CHALLENGES
1) According to the movie review, which company released Breakfast on Pluto?
2) Reproduce everything in the movie review from "As I mentioned" down to "Breakfast on Pluto.".

PROVIDED PASSAGE
Movie Review of Breakfast on Pluto


Bonus Review #1
Film: Breakfast on Pluto [R] 135 minutes
WIP: $9.00
When 1st Seen: 13 January 2006
Where Viewed: Hallett Cinemas Bellevue Galleria Stadium 11, Bellevue, WA
Time: 6:50 p.m.

purchase
DVD


As I mentioned on my first day of this blog where I explained that in previous years I had tended to attend no fewer than 75 movies per year (one a week with some weekstwo), I will probably continue to attend a few bonus movies now and again. Originally, I had thought that I wouldn’t write reviews for these ‘bonus’ movies. And, that still might be the case in the future, especially given my challenge to see one movie a day for the next year. Even so, since it is still early, I have some writing juice left in my word processor, so I thought would crank out a review for a couple of my bonus movies—though not always on the day I originally saw them (that’s the catch, I suppose). So, my first ‘bonus’ review will be for the independent film released by Sony Classics called, Breakfast on Pluto.

Perhaps the first thing that might draw a person to Breakfast on Pluto is the title. What is this film about anyway? Is it a sci-fi film? Is it a remake of Breakfast at Tiffany’s set in the future with a twist? It’s very mysterious.

Huge Sidebar Digression: Titles and Movie Posters
(skip over if you are in a rush to find out about Breakfast on Pluto)

Since I was a kid, I was taught, never judge a book by its cover. I extrapolated this, rightly or wrongly, to mean never judge a book by its title. In my mind, that rule only applies to books. I feel it is absolutely fair to judge a movie by its poster and its title. A misleading, bland, or otherwise uninspiring title and/or poster can sink a film when there is a crowd of movies listed on the marquee. Movies tend to stay in theaters only so long, they tend to cost a lot more money to see (and by see, I mean in the movie theaters NOT AT HOME—that, in my mind does constitute really seeing a movie, sorry to all the home theater buffs, but it’s not the same as seeing a movie on a 50 foot by 20 foot screen in a theater packed with film goes all sharing the opening cinematic debut of a major motion picture, sorry!), and there’s that timing thing...sometimes you have to pick based on what’s showing at the time that fits neatly between dinner and getting home for curfew—if you have a curfew, which I don’t! So, people are choosy. Sometimes they use the advice of critics, friends, family, their hair stylist, etc. The point is that if a title or a poster does not grab the attention, a darn good movie can be completely overlooked when there are a bunch of films out at the same time. I think that is sort of what happened to Jennifer Aniston’s 2005 film, Derailed. Ever heard of it? Well, it was a decently good movie with a wonderful twist. I guess you’ll have to add it to your Netflix queue now won’t you! The title was just too bland. In the sea of movies out at the time, you would have really had to be paying attention to notice that it was even there. The title wasn’t catchy. ‘Derailed’? What’s the film about? Think about each of the next three titles and whether they, on the basis of just the title alone, would have been more likely to draw you into the theater had you arrived completely uninformed and had you to choose a movie that started around 5:15 p.m.:

Derailed
Revenge of the Lover
You Play, You Pay
Sins of the Heart

The last three of these titles, by the way, are free and clear according to IMDB. Not that that really matters since one thing that really drives authors crazy and marketing departments that try to market the work of authors crazier is that you cannot own a title. It’s true. The title of a book or a movie can be used over and over and over again. You cannot copyright a title. You can try to trademark a title, but only if it is really out of the ordinary stuff. The thought is that short combinations of words cannot be owned as they occur too regularly in everyday speech. So, you want to make a film called, The Return of the King, go ahead. Well, I apologize for that short digression into copyright law and titles. Anyway, the point was, which movie would you pick, the one that sounds like a train wreck, or the others which, in my humble opinion, more clearly get at what the story was really about; and, therefore, they would be more likely to draw a person into the theater under the given circumstances. In general, one-word titles are a huge risk.

LISTED RECORDS
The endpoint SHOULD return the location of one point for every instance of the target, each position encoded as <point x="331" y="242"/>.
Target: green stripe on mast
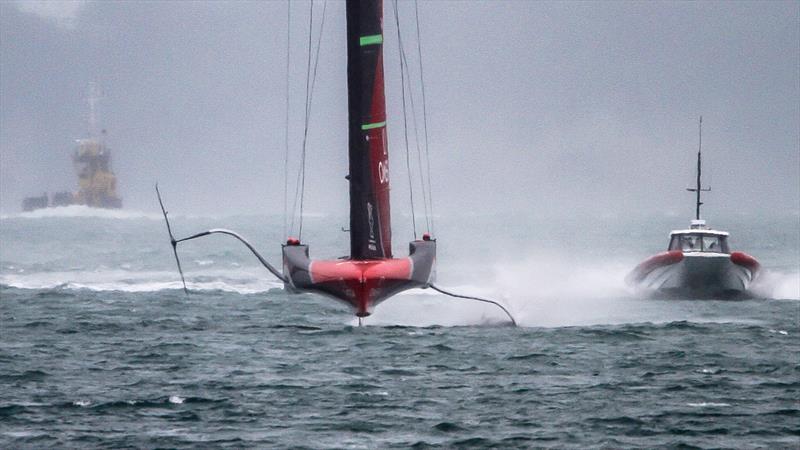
<point x="371" y="40"/>
<point x="369" y="126"/>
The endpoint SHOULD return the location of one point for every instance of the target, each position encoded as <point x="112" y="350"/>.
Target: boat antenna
<point x="95" y="95"/>
<point x="699" y="189"/>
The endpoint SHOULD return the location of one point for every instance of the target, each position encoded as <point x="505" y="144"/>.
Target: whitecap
<point x="709" y="405"/>
<point x="84" y="211"/>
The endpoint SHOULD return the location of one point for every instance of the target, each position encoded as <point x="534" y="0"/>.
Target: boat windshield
<point x="699" y="242"/>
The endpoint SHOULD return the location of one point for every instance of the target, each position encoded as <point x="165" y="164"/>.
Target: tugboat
<point x="698" y="262"/>
<point x="97" y="184"/>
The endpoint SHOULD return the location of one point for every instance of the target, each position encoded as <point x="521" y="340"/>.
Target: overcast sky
<point x="553" y="108"/>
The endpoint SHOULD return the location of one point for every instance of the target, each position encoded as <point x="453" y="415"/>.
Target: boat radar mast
<point x="698" y="189"/>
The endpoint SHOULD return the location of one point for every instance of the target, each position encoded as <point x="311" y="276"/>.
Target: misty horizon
<point x="549" y="108"/>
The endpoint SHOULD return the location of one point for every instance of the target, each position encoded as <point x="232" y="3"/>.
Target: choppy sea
<point x="100" y="347"/>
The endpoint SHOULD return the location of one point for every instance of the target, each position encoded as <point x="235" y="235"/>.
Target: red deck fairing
<point x="370" y="275"/>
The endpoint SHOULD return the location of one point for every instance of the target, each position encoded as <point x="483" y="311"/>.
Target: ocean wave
<point x="83" y="211"/>
<point x="241" y="282"/>
<point x="777" y="285"/>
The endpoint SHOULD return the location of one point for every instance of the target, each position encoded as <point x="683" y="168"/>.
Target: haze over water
<point x="562" y="137"/>
<point x="101" y="347"/>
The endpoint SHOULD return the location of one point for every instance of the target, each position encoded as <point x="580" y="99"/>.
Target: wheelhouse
<point x="699" y="241"/>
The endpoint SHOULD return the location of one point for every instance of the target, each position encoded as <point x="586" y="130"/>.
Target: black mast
<point x="698" y="189"/>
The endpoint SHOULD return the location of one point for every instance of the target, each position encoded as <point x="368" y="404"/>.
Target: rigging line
<point x="308" y="116"/>
<point x="301" y="169"/>
<point x="424" y="115"/>
<point x="416" y="137"/>
<point x="286" y="133"/>
<point x="405" y="122"/>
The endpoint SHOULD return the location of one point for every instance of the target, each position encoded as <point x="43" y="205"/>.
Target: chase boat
<point x="698" y="262"/>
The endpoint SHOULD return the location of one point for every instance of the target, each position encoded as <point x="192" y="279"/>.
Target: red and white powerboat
<point x="698" y="262"/>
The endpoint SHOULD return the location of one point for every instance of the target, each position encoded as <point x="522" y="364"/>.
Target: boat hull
<point x="701" y="275"/>
<point x="361" y="284"/>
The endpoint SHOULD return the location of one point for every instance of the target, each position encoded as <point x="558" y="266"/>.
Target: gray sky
<point x="554" y="108"/>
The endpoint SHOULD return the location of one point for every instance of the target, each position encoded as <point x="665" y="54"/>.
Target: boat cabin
<point x="699" y="239"/>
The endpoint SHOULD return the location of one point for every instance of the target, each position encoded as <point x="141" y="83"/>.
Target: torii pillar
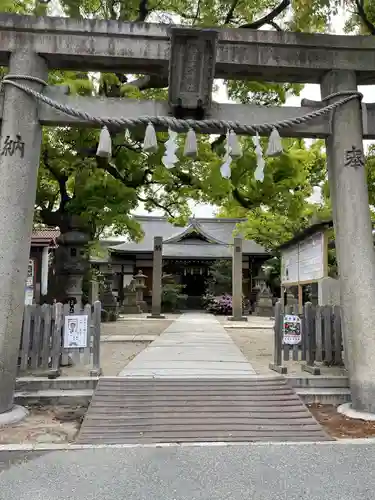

SOLUTION SET
1) Sony Classics released it.

2)
As I mentioned on my first day of this blog where I explained that in previous years I had tended to attend no fewer than 75 movies per year (one a week with some weekstwo), I will probably continue to attend a few bonus movies now and again. Originally, I had thought that I wouldn’t write reviews for these ‘bonus’ movies. And, that still might be the case in the future, especially given my challenge to see one movie a day for the next year. Even so, since it is still early, I have some writing juice left in my word processor, so I thought would crank out a review for a couple of my bonus movies—though not always on the day I originally saw them (that’s the catch, I suppose). So, my first ‘bonus’ review will be for the independent film released by Sony Classics called, Breakfast on Pluto.